What the task requires |
Transcribe the data in full, keeping each line exactly as it appears.

Data for processing |
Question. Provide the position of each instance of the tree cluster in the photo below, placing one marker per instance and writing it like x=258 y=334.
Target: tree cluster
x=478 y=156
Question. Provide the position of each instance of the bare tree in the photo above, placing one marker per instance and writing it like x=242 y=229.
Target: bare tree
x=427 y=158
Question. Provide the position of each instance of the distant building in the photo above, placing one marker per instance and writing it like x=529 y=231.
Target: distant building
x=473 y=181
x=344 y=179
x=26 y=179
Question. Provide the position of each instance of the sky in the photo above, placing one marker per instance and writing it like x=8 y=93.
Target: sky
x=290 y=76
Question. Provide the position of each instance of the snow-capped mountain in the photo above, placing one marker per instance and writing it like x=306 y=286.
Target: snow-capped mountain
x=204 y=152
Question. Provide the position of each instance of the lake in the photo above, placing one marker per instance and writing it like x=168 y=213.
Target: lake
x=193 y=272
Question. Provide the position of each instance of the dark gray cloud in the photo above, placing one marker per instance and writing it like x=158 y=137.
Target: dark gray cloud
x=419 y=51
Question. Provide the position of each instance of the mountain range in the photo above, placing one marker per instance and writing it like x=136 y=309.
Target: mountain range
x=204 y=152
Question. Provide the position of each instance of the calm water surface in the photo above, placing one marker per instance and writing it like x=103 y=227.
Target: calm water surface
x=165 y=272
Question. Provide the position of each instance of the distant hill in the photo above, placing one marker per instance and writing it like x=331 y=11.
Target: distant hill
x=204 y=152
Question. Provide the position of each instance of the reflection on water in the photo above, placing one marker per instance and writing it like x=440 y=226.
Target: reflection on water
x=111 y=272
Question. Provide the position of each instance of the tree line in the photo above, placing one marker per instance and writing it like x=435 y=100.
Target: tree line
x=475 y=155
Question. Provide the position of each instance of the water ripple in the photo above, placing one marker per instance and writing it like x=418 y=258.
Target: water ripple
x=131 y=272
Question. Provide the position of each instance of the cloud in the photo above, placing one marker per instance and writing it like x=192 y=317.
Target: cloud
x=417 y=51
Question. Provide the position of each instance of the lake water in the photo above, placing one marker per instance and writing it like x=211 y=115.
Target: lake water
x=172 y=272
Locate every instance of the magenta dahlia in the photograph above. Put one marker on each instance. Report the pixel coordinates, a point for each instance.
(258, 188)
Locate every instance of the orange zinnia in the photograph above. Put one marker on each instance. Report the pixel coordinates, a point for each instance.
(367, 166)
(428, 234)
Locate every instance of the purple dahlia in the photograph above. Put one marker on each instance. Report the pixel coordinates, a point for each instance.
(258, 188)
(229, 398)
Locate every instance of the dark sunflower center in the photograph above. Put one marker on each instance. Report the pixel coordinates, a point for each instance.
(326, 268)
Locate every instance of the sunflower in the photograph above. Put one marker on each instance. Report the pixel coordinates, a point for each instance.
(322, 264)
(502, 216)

Answer for this exercise |
Question. Provide the position of each instance of the tree cluster in the photo below, placing one marker per instance and writing it like x=258 y=334.
Target: tree cluster
x=478 y=156
Question. Provide the position of each instance of the bare tree in the photo above, placing one marker per instance and writing it like x=242 y=229.
Target: bare tree
x=427 y=158
Question. Provide the position of each instance of the distant building in the photo above, placing one marker per instance and writing it like x=529 y=231.
Target: distant building
x=473 y=181
x=344 y=179
x=26 y=179
Question. Provide the position of each instance of the sky in the photo above, placing one marker per instance and writing it like x=8 y=93.
Target: sky
x=290 y=76
Question. Provide the position of each instance of the snow-capped mountain in the photo above, placing one marker per instance and writing it like x=306 y=286.
Target: snow-capped mountain
x=204 y=152
Question. Provide the position of each instance of the lake in the photo above, placing one marker per instance and writing it like x=168 y=213.
Target: lake
x=193 y=272
Question. Provide the position of each instance of the dark gray cloud in the photo above, placing one marker per instance and writing it like x=158 y=137.
Target: dark gray cloud
x=419 y=51
Question. Provide the position of each instance of the mountain range in the photo above, placing one marker per instance and writing it like x=136 y=309.
Target: mountain range
x=204 y=152
Question. Provide the position of each instance of the calm water surface in the photo above, placing one marker per instance and writing it like x=103 y=227.
Target: calm water surface
x=165 y=272
Question. Provide the position of each instance of the distant hill in the photo above, placing one marker per instance and writing it like x=331 y=11.
Target: distant hill
x=204 y=152
Question. Provide the position of each instance of the reflection on water in the photo above, placing one marker per instance and writing it like x=440 y=226.
Target: reflection on water
x=111 y=272
Question. Provide the position of each instance of the tree line in the photo above, placing one marker per instance and writing it like x=435 y=100.
Target: tree line
x=475 y=155
Question. Provide the position of each instance of the water ripple in the photo above, placing one marker per instance and writing it like x=418 y=258.
Target: water ripple
x=131 y=272
Question. Provide the position of each instance of the cloud in the photo above, placing one marker per instance and writing it like x=192 y=317.
Target: cloud
x=417 y=51
Question. Provide the position of each instance of the lake water in the photo above, placing one marker per instance and writing it like x=211 y=115.
Target: lake water
x=172 y=272
Locate every instance of the magenta dahlia in the photograph above. Put one marker on each instance. Report the pixel coordinates, a point for each instance.
(258, 188)
Locate every instance of the orange zinnia in the photograph above. Put one marker on each instance. Report the pixel coordinates, a point for each instance.
(367, 166)
(428, 234)
Locate every instance of the purple dahlia in the photograph above. Put one marker on each instance. Report the pixel coordinates, a point for each instance.
(258, 188)
(229, 398)
Locate every instance of the dark sunflower center in the photograph above. Put one marker on each instance. Report the pixel coordinates, a point for each instance.
(326, 268)
Locate every instance of the sunflower in the photograph above. Put one marker on each instance. Report the pixel coordinates, a point for each instance.
(322, 264)
(502, 216)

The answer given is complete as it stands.